* **EXCERPT PROVIDED**
--- START ---

Welcome to url.blogspot.com
Tuesday, February 28, 2006Y
dreading tml....... 1/03

the much dreaded release of results is tml.. arghhhhh panic-attack.. ha.ha.ha. no anxious to know my results cos i knew it from my heart that it'd be bad.. just that..... dont know how bad.. T.T no time for regrets now.. when i shld've worked hard i didn't.. n gone were those days where i can comprehend most of the things handed down to me.. i cant conc in class.. nth go into my head during lectures.. n.. worse of all.. i din work hard.. so bad results are expected.. expected.. though my heart screams "noooo!!".. T.T

i'm such an idiot.. time cannot go back.. i shld stop dreaming.. i spent my life carelessly.. not knowing where it'll take me.. de2 guo4 qie3 guo4 all the time.. aimless.. goalless.. eventually.. homeless? hope not.. grrr

feeling feverish.. pre-taking-results-syndrome? sian

- dont follow my footsteps i tell u -

heart blue w/ glitter 8:43 PM

Saturday, February 25, 2006Y
my "supposedly" jap name

Your Japanese Name Is...

--- END ---

* **Excerpts from a detection dataset**
--- START ---

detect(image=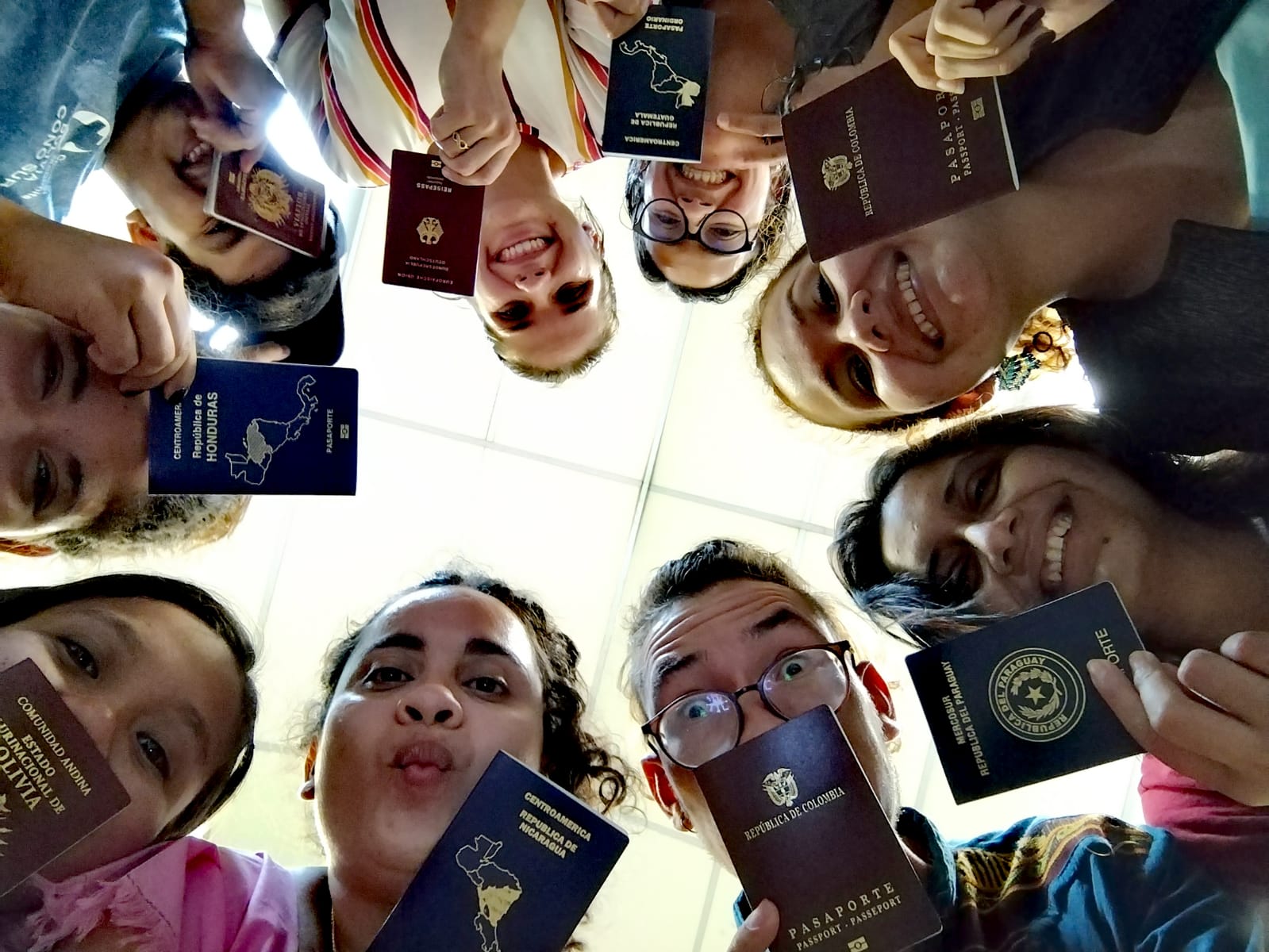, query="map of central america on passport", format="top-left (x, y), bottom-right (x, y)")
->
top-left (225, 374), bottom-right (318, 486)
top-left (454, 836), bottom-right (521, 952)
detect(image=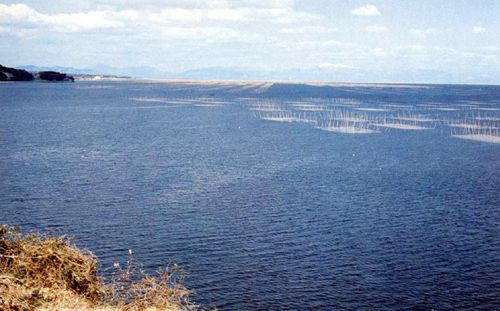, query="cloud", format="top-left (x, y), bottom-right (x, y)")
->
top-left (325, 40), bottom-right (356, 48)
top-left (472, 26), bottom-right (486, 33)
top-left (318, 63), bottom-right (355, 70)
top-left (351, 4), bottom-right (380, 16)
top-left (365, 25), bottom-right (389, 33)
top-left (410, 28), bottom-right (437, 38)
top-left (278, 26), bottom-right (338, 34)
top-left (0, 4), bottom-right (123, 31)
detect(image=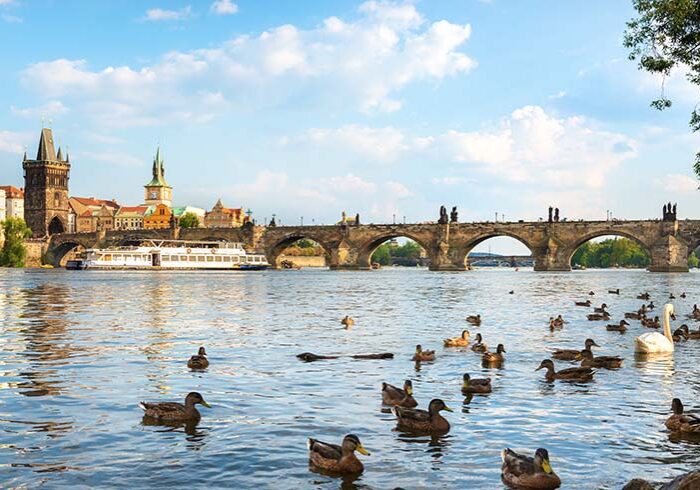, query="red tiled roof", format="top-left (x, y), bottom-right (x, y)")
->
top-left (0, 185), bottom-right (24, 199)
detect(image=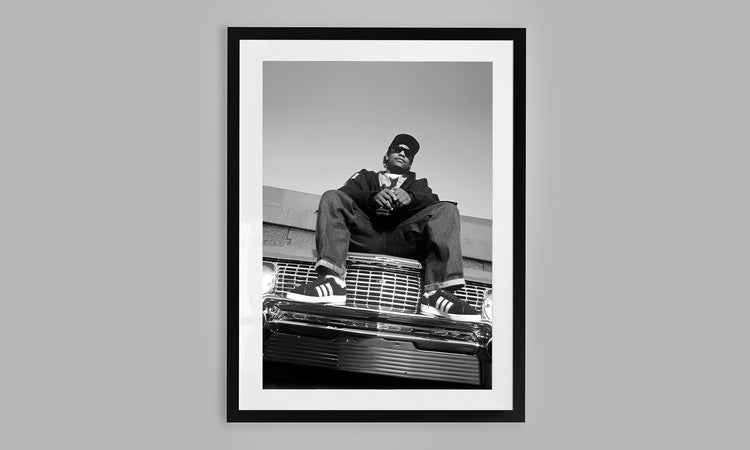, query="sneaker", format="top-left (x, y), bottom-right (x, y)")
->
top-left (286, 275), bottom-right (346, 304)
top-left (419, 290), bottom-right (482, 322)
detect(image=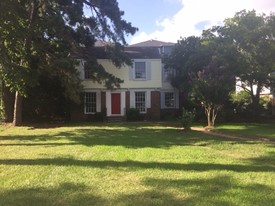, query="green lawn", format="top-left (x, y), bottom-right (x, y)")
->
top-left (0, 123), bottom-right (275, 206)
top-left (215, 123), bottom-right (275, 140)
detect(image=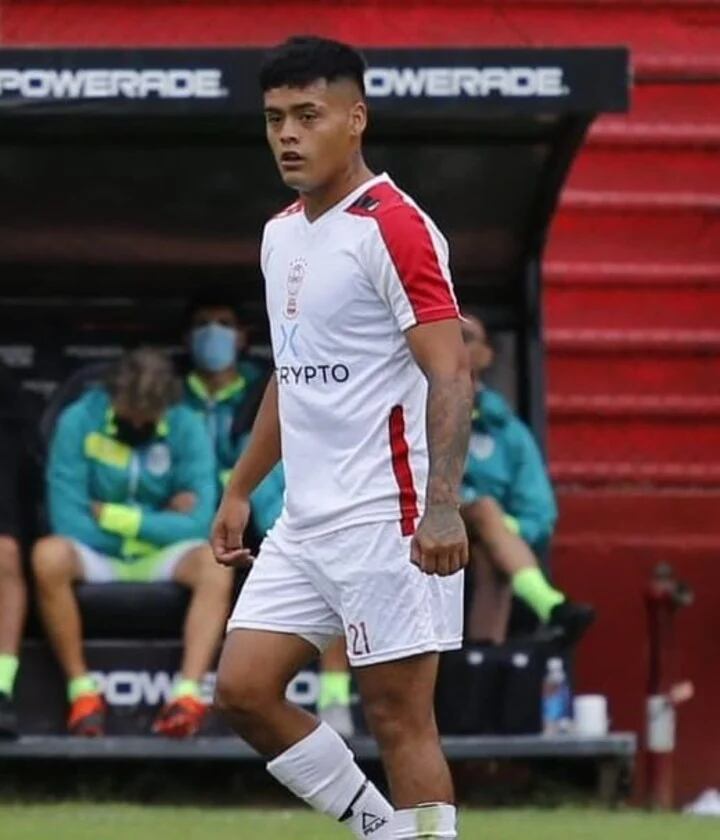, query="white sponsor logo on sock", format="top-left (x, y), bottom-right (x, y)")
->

--- END ---

* **GIVEN PROBLEM**
Reproduce the blog post word for word between "i'm such an" and "Japanese Name Is...", inclusive.

* **COMPLETE OUTPUT**
i'm such an idiot.. time cannot go back.. i shld stop dreaming.. i spent my life carelessly.. not knowing where it'll take me.. de2 guo4 qie3 guo4 all the time.. aimless.. goalless.. eventually.. homeless? hope not.. grrr

feeling feverish.. pre-taking-results-syndrome? sian

- dont follow my footsteps i tell u -

heart blue w/ glitter 8:43 PM

Saturday, February 25, 2006Y
my "supposedly" jap name

Your Japanese Name Is...